::: Dataset rows :::

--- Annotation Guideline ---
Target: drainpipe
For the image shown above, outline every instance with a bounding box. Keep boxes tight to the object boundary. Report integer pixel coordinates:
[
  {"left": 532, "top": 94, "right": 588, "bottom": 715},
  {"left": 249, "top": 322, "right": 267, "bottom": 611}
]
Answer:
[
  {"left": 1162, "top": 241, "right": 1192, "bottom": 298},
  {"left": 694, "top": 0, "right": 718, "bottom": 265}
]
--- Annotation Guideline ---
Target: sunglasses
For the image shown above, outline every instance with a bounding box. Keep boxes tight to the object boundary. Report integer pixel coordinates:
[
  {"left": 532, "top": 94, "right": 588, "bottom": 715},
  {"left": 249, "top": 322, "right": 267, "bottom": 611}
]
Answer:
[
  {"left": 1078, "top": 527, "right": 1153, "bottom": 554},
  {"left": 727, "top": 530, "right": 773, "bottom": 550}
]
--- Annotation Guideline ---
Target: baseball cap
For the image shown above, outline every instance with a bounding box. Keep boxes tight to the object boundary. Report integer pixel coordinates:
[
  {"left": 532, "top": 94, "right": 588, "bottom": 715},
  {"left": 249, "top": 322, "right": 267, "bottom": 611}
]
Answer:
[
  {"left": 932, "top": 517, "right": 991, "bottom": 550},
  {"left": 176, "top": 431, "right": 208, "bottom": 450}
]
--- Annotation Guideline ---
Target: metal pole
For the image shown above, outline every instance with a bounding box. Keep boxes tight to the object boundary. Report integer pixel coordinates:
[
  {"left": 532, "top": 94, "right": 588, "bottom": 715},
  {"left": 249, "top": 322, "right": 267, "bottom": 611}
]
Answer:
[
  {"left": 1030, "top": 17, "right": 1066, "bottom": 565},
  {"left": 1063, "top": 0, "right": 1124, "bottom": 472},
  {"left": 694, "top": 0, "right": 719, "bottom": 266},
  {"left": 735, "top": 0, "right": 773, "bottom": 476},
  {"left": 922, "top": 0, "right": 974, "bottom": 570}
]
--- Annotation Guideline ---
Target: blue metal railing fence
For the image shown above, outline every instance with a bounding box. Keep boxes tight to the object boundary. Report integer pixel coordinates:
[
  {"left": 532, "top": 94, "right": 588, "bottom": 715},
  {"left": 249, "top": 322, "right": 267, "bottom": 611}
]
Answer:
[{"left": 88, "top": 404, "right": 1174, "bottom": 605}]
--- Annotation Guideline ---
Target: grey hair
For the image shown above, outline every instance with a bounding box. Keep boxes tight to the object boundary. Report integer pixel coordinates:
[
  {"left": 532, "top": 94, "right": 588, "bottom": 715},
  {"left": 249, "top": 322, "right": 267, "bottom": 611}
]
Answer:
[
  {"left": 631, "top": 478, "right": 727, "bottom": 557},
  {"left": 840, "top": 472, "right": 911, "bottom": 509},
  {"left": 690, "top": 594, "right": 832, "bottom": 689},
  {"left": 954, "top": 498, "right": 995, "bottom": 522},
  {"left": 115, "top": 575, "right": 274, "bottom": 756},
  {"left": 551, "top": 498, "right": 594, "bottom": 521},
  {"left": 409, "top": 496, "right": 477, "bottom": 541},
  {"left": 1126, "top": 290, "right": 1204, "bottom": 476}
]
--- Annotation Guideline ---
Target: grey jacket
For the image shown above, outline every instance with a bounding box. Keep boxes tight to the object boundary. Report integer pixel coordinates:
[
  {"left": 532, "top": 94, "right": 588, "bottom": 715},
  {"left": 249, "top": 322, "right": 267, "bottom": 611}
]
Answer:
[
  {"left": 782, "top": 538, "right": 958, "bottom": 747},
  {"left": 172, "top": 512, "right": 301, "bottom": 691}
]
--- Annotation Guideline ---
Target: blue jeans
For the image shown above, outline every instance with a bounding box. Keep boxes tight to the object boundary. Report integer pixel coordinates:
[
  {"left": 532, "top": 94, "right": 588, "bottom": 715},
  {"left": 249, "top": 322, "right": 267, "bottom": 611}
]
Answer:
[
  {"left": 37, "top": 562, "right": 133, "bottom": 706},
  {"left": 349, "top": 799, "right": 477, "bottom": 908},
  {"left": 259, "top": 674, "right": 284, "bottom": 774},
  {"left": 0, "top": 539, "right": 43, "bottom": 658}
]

:::

Exercise goal >> Show every line in the entries above that contains the string "blue". Matching is case-sensitive.

Written answer >>
Target: blue metal railing fence
Target: blue jeans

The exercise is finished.